### [TEKS YANG DITAMPILKAN]
--- --- ---

DIAN WAHYU KUSUMA
SUWOLO menyalakan sakelar lampu. Tiga lampu berdaya 5 watt menyala cukup terang. Lampu yang menyala itu memanfaatkan energi surya yang tersimpan di baterai. Hari itu, cuaca cerah berawan, dan sedikit gerimis pada sore hari. Waktu menunjukkan 17.50 WIB pada Kamis (21/10) di Desa Margomulyo, Kecamatan Semaka, Kabupaten Tanggamus, Lampung.
Suwolo dan istrinya, Umi Toyibah tinggal di ketinggian 538 mdpl, hidup bersebelahan dengan Taman Nasional Bukit Barisan Selatan (TNBBS), di Propinsi Lampung, situs warisan dunia yang diakui oleh UNESCO.
Suwolo sudah lima tahun ini memakai solar cell. Modul 125 watt dan baterai 70 ampere serta kabel ia beli seharga Rp2,5 juta. Sebelum menggunakan tenaga surya, ia menggunakan lampu minyak sebagai penerangan.

--- --- ---

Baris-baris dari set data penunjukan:

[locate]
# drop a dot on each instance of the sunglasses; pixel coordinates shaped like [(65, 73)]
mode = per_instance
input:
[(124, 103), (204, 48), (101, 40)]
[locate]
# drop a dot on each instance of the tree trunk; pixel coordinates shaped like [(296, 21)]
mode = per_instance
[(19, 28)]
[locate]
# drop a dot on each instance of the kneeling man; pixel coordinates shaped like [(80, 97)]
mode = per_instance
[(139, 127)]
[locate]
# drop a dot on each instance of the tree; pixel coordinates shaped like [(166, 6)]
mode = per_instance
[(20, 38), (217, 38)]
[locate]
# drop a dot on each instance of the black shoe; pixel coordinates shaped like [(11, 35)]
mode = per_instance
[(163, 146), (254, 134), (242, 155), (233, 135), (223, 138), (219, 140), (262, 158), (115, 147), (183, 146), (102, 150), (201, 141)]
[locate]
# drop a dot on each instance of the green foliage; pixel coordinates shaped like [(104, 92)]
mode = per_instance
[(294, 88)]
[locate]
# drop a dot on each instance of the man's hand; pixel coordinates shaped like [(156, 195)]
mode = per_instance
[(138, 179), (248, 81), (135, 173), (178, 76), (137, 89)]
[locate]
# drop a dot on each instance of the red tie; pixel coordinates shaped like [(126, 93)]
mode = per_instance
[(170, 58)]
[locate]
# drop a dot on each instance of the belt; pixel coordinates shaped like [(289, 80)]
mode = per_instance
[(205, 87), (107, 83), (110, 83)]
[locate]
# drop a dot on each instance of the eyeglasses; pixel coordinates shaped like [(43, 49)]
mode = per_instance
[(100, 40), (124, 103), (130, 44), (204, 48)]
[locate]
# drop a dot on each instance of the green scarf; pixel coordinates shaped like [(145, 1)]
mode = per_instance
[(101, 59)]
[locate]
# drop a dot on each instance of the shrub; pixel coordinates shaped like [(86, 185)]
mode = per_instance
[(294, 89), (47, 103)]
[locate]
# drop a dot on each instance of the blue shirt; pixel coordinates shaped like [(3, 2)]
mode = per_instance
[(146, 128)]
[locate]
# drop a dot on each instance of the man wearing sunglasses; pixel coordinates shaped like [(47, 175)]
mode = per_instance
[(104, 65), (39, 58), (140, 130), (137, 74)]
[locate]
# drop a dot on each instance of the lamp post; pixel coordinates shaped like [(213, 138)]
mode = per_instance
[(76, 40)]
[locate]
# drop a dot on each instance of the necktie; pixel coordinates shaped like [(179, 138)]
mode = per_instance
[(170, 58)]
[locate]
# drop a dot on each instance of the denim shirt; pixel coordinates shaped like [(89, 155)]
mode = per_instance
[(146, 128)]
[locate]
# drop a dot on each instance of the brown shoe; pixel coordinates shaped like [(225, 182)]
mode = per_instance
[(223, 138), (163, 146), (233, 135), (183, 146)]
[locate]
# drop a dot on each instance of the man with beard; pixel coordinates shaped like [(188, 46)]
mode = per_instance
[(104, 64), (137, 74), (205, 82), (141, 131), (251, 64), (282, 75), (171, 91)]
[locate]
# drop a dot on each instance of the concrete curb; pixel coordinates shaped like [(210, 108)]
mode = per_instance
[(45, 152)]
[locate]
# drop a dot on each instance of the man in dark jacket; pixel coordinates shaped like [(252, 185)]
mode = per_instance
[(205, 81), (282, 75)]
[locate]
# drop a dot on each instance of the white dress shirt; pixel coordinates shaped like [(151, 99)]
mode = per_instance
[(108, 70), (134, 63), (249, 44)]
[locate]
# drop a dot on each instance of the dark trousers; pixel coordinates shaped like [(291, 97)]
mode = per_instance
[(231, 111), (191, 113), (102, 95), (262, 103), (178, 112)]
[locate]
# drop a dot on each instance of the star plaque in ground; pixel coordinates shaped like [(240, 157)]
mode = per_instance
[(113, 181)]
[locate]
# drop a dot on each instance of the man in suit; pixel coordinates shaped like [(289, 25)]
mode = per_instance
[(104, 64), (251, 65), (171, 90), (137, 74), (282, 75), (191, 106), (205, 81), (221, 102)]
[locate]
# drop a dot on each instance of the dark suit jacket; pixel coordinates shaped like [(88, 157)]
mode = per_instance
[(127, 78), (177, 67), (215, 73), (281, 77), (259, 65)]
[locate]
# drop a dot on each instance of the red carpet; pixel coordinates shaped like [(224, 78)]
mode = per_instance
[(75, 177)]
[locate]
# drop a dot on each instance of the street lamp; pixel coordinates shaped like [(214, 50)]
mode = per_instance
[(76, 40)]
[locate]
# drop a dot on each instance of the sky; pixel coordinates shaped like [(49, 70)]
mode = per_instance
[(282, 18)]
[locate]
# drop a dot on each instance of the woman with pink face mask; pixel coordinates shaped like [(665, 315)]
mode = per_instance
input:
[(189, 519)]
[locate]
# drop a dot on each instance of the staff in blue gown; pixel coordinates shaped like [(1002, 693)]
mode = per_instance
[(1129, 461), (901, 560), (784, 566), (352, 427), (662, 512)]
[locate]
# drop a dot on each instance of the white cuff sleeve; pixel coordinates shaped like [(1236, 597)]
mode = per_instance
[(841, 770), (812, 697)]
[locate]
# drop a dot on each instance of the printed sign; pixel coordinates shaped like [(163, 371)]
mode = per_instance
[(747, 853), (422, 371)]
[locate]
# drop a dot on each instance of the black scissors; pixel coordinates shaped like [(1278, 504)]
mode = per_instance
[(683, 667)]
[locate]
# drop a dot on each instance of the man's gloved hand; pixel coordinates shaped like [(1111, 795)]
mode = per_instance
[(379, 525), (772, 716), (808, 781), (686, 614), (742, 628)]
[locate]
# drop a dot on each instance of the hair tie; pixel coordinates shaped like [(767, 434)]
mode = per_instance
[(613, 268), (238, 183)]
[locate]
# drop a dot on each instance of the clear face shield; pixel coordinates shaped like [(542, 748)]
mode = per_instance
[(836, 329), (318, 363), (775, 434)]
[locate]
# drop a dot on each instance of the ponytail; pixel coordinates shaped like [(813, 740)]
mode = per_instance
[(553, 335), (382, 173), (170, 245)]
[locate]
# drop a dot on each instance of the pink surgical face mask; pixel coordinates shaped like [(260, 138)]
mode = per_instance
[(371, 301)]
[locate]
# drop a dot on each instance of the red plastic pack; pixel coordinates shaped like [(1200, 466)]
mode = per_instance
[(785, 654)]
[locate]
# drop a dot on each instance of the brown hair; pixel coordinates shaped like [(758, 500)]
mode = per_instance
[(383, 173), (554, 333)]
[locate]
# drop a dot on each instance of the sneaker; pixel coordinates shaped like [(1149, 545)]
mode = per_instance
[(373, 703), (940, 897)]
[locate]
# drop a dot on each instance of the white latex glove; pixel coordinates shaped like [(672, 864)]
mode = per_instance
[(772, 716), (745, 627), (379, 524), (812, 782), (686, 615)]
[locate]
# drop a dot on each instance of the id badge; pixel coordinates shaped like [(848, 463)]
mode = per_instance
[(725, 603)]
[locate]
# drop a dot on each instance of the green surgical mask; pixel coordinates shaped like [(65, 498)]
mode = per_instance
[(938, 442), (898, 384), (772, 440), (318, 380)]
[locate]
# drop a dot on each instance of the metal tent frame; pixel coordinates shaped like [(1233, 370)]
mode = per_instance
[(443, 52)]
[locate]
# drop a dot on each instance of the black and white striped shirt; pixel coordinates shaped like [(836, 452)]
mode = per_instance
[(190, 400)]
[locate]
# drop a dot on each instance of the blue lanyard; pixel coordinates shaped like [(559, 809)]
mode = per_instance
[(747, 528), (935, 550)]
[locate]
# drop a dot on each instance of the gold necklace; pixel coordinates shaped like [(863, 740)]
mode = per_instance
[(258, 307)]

--- --- ---

### [TUJUAN]
• a. Tuliskan ulang tanpa perubahan bagian teks tentang pemakaian tenaga surya oleh Suwolo, mulai dari kata-kata "Suwolo dan istrinya, Umi" dan berhenti setelah kata-kata "diakui oleh UNESCO.".
• b. Menurut teks tentang pemakaian tenaga surya oleh Suwolo, apa yang digunakan Suwolo sebagai penerangan sebelum beralih ke tenaga surya?
• c. Teruskan teks tentang pemakaian tenaga surya oleh Suwolo, dimulai setelah kalimat terakhirnya.

### [JAWABAN PER TUGAS]
• a.
Suwolo dan istrinya, Umi Toyibah tinggal di ketinggian 538 mdpl, hidup bersebelahan dengan Taman Nasional Bukit Barisan Selatan (TNBBS), di Propinsi Lampung, situs warisan dunia yang diakui oleh UNESCO.

• b. Lampu minyak.

• c.
Lewat tenaga surya, ia bisa menghemat pengeluaran membeli minyak tanah, bahan bakar lampu sentir. Selama lima tahun ini, Suwolo baru dua kali mengganti baterai. Tanpa biaya bulanan layaknya pelanggan listrik negara, energi surya terbilang murah.
Suwolo mengatakan hari itu cuaca cerah, bulan Oktober di Margomulyo biasanya tiap hari hujan. Kalau tak ada panas maka Suwolo lebih memilih menghemat tenaga surya untuk penerangan malam saja, tak berani mencharger ponsel.

Kalau sudah hujan, jalanan ke desa Margomulyo dipenuhi lumpur tanah berwarna merah. Jarak dari jalan raya menuju desa Margomulyo mencapai 9 KM.
Pada Oktober 2021, warga desa banyak yang panen buah durian. Pagi sampai petang, jalan desa terus dilalui motor bermuatan buah durian. Kondisi jalanan pun makin parah karena terus dilalui motor bermuatan durian.
“Tinggal akses Jalan. Kalau bagus ya enak. Infonya dari Agustus September ada perbaikan jalan, tapi mundur,” kata Suwolo.
Sementara itu, pada April 2021 tiang listrik PLN telah masuk ke desa Margomulyo. Namun masih ada warga yang belum mau beralih menjadi pelanggan PLN.
Suwolo pun merasakan hal yang sama, ia belum memasang listrik PLN karena biaya instalasi awal tergolong masih mahal baginya.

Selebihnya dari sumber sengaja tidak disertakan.